_Your objective_
State how many lines of the data below contain the word "face". Reply with the number alone.

[start Task material]

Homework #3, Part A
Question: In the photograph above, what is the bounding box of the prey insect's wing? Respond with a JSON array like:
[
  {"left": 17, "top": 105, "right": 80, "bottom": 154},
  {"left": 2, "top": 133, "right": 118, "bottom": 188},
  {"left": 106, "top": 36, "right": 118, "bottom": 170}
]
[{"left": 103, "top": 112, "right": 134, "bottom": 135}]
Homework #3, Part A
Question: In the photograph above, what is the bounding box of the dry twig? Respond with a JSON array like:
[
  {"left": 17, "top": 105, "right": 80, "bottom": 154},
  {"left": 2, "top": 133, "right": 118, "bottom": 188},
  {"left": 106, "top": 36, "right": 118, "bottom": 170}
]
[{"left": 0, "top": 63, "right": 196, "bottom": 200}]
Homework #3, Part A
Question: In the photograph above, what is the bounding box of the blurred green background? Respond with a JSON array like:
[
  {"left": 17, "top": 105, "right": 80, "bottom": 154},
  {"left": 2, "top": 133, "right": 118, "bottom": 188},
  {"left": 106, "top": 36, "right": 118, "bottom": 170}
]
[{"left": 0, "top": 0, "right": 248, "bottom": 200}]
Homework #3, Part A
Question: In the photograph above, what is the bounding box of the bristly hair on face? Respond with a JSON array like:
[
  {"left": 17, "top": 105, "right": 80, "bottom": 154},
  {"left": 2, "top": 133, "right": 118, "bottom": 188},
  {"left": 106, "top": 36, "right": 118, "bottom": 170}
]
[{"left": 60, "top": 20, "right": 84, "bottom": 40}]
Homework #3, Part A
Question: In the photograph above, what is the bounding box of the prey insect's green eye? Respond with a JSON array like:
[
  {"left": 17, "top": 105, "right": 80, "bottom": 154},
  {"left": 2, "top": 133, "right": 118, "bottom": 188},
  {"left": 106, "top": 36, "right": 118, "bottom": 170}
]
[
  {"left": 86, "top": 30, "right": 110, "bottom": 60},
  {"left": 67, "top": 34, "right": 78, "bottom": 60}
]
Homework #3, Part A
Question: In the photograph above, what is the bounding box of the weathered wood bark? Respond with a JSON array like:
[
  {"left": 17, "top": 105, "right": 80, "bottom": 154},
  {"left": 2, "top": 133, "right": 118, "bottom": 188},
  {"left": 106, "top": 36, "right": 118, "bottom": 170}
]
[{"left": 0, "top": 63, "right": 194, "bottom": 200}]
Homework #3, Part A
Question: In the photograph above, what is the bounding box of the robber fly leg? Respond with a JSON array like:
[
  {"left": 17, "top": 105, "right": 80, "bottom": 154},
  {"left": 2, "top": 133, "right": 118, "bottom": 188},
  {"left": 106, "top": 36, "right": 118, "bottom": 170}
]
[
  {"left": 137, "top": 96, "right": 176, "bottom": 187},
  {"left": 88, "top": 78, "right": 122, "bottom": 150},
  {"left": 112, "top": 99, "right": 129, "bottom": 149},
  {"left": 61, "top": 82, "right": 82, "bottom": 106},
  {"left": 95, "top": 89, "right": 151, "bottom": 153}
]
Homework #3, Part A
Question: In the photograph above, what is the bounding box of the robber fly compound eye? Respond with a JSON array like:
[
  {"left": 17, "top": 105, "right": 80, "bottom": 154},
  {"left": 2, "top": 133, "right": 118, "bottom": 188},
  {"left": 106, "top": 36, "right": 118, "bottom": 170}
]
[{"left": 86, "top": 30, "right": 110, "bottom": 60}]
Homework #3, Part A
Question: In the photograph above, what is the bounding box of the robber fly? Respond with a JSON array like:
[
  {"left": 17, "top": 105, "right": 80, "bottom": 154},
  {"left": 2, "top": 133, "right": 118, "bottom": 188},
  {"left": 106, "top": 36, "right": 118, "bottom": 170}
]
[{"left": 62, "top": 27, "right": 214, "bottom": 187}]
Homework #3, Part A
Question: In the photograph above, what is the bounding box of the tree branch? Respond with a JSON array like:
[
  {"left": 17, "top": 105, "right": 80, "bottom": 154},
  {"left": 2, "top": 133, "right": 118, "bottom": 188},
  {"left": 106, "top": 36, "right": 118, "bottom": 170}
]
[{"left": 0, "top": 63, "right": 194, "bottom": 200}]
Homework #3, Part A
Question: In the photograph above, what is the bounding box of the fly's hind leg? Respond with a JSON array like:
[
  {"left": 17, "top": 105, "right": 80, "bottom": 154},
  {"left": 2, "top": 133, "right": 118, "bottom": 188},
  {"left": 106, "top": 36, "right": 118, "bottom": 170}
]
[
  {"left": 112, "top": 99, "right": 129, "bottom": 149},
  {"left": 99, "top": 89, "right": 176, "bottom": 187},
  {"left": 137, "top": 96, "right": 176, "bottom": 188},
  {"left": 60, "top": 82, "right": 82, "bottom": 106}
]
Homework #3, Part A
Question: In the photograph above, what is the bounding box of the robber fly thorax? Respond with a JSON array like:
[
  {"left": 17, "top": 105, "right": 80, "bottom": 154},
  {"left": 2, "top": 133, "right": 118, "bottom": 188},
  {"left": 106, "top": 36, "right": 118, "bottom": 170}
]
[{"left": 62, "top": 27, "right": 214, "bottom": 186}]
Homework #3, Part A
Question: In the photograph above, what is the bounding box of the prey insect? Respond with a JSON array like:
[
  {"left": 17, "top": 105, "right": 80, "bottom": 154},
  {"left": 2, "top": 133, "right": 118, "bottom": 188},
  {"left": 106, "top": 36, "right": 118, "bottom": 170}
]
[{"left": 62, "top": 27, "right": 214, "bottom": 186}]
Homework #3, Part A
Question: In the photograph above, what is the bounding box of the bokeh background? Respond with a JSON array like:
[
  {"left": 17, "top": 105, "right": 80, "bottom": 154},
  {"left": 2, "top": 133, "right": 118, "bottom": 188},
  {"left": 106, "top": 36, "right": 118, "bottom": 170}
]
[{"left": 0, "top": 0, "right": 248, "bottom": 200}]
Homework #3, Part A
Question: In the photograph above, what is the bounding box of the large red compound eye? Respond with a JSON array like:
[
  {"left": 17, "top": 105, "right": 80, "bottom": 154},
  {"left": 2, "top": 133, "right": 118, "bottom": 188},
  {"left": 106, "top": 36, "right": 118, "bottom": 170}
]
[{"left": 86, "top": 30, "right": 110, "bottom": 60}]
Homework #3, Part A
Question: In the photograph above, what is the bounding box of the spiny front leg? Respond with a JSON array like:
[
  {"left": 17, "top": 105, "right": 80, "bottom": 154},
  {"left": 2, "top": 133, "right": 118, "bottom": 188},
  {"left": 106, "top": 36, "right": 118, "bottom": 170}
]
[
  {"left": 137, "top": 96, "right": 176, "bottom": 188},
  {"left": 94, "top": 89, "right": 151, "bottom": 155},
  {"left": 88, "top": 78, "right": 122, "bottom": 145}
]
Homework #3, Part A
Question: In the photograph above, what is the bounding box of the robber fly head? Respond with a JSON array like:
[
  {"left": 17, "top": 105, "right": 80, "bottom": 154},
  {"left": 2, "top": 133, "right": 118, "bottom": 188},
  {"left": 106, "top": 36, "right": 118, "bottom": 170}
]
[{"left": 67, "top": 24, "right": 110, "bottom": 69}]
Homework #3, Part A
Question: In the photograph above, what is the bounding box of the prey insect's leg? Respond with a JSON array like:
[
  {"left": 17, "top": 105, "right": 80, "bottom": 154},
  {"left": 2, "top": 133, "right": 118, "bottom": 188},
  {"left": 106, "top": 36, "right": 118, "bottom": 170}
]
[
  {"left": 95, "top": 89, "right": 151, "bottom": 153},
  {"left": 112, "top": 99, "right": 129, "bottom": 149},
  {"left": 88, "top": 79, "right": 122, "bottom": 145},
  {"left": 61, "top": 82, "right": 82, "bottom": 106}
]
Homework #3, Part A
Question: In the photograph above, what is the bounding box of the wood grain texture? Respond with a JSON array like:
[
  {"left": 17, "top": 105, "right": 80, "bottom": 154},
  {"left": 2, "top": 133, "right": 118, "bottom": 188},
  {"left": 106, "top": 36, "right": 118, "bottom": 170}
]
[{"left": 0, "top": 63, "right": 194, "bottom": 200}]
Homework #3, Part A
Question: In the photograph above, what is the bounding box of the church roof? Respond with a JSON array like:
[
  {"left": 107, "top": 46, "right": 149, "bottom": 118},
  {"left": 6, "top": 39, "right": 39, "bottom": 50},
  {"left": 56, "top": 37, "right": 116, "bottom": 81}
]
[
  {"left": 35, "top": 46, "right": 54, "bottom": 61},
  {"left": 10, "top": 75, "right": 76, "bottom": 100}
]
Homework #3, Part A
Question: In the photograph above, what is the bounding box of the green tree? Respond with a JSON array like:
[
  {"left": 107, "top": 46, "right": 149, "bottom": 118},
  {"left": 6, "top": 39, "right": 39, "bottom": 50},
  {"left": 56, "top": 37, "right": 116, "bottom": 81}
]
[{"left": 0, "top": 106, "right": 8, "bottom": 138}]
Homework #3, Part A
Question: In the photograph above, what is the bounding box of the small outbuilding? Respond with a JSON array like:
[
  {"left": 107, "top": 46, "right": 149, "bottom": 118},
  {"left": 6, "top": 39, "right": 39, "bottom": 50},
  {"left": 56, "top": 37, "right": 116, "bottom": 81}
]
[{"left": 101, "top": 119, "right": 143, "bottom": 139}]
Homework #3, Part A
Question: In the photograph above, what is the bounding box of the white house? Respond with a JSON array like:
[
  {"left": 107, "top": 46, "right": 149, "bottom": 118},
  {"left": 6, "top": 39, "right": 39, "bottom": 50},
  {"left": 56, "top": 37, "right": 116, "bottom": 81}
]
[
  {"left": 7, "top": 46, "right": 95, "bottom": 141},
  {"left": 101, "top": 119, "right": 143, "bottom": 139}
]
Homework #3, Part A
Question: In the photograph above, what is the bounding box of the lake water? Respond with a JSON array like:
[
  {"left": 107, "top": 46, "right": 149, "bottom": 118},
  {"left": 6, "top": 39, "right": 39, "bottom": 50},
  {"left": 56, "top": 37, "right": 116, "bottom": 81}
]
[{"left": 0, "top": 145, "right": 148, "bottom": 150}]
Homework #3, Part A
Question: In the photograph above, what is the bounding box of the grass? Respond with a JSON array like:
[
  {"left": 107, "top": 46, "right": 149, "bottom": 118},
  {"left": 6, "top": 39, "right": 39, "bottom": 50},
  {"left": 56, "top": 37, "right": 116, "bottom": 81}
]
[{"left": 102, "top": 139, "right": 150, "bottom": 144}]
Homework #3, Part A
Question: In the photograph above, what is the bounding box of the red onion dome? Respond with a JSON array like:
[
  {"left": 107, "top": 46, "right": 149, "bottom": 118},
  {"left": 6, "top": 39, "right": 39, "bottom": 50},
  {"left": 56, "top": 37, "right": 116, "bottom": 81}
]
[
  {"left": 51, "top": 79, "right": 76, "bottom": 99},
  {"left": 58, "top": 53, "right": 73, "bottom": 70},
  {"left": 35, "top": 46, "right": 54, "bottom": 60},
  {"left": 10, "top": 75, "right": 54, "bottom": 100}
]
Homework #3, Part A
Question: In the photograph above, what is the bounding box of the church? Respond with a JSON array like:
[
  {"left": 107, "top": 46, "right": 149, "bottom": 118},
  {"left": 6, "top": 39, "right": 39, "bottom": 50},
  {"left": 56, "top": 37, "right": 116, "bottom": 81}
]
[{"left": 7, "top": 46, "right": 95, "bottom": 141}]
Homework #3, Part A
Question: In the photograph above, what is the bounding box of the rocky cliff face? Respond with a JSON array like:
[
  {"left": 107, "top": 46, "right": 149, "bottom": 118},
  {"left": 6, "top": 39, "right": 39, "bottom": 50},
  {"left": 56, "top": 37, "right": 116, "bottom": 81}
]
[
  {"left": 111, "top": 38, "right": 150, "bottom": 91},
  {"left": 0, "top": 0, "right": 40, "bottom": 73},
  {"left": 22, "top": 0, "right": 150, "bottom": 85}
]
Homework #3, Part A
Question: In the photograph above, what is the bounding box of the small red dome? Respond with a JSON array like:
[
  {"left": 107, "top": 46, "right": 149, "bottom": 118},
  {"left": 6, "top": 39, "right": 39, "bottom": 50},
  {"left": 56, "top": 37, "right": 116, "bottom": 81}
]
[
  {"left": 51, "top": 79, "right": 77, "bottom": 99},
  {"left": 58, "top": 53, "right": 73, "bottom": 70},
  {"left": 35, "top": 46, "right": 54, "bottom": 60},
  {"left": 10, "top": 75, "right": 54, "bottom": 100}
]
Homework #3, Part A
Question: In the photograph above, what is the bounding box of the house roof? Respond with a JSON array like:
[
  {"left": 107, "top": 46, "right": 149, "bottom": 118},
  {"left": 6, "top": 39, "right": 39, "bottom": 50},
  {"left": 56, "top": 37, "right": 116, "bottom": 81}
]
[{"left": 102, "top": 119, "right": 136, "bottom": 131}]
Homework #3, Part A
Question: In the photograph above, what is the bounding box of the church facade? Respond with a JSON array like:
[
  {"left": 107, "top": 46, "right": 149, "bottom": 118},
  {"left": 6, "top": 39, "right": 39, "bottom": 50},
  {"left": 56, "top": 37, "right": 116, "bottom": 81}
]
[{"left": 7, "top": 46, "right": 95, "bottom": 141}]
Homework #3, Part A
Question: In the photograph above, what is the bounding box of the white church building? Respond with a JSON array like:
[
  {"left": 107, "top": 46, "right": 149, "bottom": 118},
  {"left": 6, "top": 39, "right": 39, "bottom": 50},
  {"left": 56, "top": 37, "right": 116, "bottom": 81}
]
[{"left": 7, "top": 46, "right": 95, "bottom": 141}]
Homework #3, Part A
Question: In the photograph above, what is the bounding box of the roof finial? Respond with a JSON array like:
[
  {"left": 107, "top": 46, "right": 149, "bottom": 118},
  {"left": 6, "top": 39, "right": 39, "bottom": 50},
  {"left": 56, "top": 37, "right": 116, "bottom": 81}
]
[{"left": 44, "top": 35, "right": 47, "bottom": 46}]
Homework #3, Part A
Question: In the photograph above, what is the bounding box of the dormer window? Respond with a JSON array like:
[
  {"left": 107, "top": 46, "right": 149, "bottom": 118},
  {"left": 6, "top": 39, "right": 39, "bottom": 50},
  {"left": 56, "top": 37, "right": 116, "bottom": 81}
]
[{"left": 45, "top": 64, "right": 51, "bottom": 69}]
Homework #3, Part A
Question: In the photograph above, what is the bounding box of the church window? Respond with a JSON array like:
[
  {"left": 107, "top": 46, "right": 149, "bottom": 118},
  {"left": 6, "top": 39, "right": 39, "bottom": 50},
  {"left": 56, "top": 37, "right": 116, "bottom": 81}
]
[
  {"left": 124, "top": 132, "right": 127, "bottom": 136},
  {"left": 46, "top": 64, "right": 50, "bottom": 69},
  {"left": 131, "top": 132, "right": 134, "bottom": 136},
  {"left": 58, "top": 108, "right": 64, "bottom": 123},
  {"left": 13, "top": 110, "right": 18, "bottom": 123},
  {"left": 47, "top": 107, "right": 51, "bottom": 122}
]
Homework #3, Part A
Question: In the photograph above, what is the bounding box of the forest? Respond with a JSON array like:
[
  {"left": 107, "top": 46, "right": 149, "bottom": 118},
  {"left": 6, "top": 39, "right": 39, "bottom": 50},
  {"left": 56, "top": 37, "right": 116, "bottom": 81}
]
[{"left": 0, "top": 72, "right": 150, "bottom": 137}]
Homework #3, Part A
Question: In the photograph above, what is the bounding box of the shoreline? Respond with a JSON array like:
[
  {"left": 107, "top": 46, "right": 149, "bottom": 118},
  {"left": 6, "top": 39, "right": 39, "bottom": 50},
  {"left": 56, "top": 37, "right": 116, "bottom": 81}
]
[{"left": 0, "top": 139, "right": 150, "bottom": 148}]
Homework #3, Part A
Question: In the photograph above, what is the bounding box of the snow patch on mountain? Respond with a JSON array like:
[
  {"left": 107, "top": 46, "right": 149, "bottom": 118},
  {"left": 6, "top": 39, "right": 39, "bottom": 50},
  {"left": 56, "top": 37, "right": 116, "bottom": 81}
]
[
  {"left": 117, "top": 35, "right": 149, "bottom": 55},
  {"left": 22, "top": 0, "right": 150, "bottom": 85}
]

[end Task material]

_Completed exercise_
2